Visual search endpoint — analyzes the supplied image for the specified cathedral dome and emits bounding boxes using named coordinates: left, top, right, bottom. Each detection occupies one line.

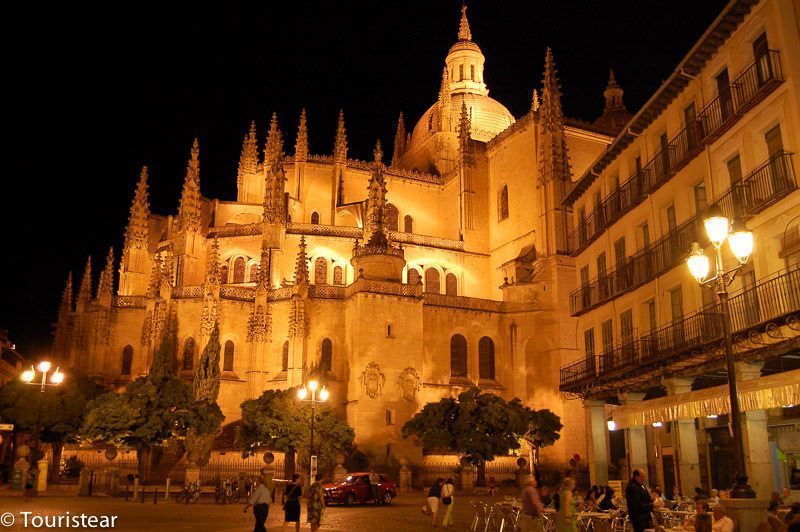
left=410, top=92, right=515, bottom=144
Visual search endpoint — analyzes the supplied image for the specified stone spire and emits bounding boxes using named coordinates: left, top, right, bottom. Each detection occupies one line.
left=540, top=48, right=565, bottom=134
left=237, top=121, right=259, bottom=187
left=96, top=247, right=115, bottom=301
left=531, top=88, right=541, bottom=114
left=373, top=139, right=383, bottom=166
left=146, top=254, right=162, bottom=298
left=458, top=101, right=474, bottom=168
left=263, top=114, right=287, bottom=223
left=295, top=109, right=308, bottom=162
left=458, top=4, right=472, bottom=41
left=77, top=256, right=93, bottom=302
left=177, top=138, right=202, bottom=233
left=256, top=240, right=271, bottom=291
left=594, top=69, right=632, bottom=133
left=205, top=238, right=221, bottom=286
left=59, top=272, right=74, bottom=317
left=391, top=113, right=406, bottom=166
left=334, top=110, right=347, bottom=164
left=438, top=67, right=452, bottom=132
left=365, top=142, right=390, bottom=247
left=124, top=166, right=150, bottom=251
left=294, top=236, right=309, bottom=285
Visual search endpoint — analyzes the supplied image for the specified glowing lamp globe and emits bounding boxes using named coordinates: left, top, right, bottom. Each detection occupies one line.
left=687, top=243, right=710, bottom=283
left=703, top=204, right=729, bottom=247
left=607, top=420, right=617, bottom=431
left=297, top=387, right=307, bottom=400
left=652, top=421, right=663, bottom=428
left=319, top=388, right=329, bottom=402
left=727, top=218, right=753, bottom=265
left=37, top=360, right=52, bottom=373
left=308, top=380, right=319, bottom=392
left=51, top=369, right=64, bottom=384
left=21, top=369, right=35, bottom=383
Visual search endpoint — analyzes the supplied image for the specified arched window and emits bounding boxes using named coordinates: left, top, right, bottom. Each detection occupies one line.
left=450, top=334, right=467, bottom=378
left=223, top=340, right=235, bottom=372
left=233, top=257, right=246, bottom=283
left=407, top=268, right=421, bottom=285
left=220, top=264, right=229, bottom=284
left=121, top=345, right=133, bottom=376
left=182, top=337, right=195, bottom=371
left=281, top=341, right=289, bottom=372
left=445, top=273, right=458, bottom=296
left=384, top=203, right=399, bottom=232
left=498, top=184, right=509, bottom=221
left=425, top=268, right=440, bottom=294
left=248, top=263, right=259, bottom=283
left=404, top=215, right=413, bottom=233
left=311, top=211, right=320, bottom=225
left=333, top=265, right=344, bottom=286
left=479, top=337, right=495, bottom=380
left=314, top=257, right=328, bottom=284
left=321, top=338, right=332, bottom=373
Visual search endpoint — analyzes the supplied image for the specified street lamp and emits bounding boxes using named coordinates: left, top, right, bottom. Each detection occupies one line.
left=21, top=361, right=64, bottom=392
left=686, top=204, right=756, bottom=498
left=297, top=379, right=329, bottom=483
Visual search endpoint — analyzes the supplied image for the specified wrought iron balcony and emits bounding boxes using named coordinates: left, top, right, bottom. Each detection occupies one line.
left=698, top=50, right=783, bottom=143
left=560, top=265, right=800, bottom=393
left=567, top=50, right=784, bottom=255
left=568, top=152, right=796, bottom=316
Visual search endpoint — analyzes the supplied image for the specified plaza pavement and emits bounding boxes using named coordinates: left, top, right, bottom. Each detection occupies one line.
left=0, top=488, right=491, bottom=531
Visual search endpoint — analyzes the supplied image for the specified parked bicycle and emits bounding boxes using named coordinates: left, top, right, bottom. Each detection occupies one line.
left=175, top=481, right=201, bottom=504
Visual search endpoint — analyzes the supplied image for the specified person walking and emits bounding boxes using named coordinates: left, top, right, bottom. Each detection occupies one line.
left=307, top=473, right=326, bottom=531
left=440, top=478, right=455, bottom=528
left=243, top=476, right=271, bottom=532
left=282, top=474, right=302, bottom=532
left=625, top=469, right=654, bottom=532
left=556, top=477, right=577, bottom=532
left=368, top=469, right=381, bottom=505
left=519, top=475, right=545, bottom=532
left=424, top=478, right=444, bottom=526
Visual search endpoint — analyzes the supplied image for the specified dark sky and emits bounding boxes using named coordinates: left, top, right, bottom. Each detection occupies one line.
left=5, top=1, right=728, bottom=356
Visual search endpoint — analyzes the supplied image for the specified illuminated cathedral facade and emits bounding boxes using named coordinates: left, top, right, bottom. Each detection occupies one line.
left=53, top=7, right=629, bottom=463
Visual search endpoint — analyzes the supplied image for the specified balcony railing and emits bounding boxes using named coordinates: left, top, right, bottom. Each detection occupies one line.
left=569, top=152, right=796, bottom=316
left=560, top=265, right=800, bottom=390
left=698, top=50, right=783, bottom=143
left=567, top=50, right=784, bottom=255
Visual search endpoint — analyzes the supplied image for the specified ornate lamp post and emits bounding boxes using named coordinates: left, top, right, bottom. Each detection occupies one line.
left=686, top=204, right=755, bottom=498
left=297, top=380, right=329, bottom=483
left=21, top=361, right=64, bottom=392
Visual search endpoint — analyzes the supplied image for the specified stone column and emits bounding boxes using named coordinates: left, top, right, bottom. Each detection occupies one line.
left=663, top=378, right=701, bottom=494
left=737, top=362, right=773, bottom=498
left=584, top=400, right=609, bottom=486
left=36, top=460, right=49, bottom=492
left=619, top=393, right=648, bottom=478
left=398, top=458, right=411, bottom=493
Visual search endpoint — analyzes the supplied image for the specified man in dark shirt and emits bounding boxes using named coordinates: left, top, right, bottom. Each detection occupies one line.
left=625, top=469, right=654, bottom=532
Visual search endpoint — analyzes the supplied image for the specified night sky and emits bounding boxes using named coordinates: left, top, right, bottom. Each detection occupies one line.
left=6, top=1, right=728, bottom=356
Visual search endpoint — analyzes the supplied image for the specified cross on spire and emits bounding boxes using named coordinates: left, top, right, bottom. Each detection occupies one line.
left=458, top=4, right=472, bottom=41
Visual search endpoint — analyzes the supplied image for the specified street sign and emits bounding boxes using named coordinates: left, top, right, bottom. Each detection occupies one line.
left=0, top=423, right=13, bottom=431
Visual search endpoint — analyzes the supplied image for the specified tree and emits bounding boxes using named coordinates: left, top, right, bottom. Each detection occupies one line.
* * *
#### Work order:
Locate "specified street sign" in the data above. Then repeat, exactly, its line and each line after it through the last, adding nothing.

#### Answer area:
Visual search endpoint — analyzes the supplied image for the specified street sign and emits bounding boxes using named coordinates: left, top, right, bottom. Each detection occupies one line.
left=0, top=423, right=13, bottom=431
Visual search endpoint — analyzes the supplied image for the specified tree and emits bounding boxes using named coordinates: left, top, right, bottom. Each detection occupies one line.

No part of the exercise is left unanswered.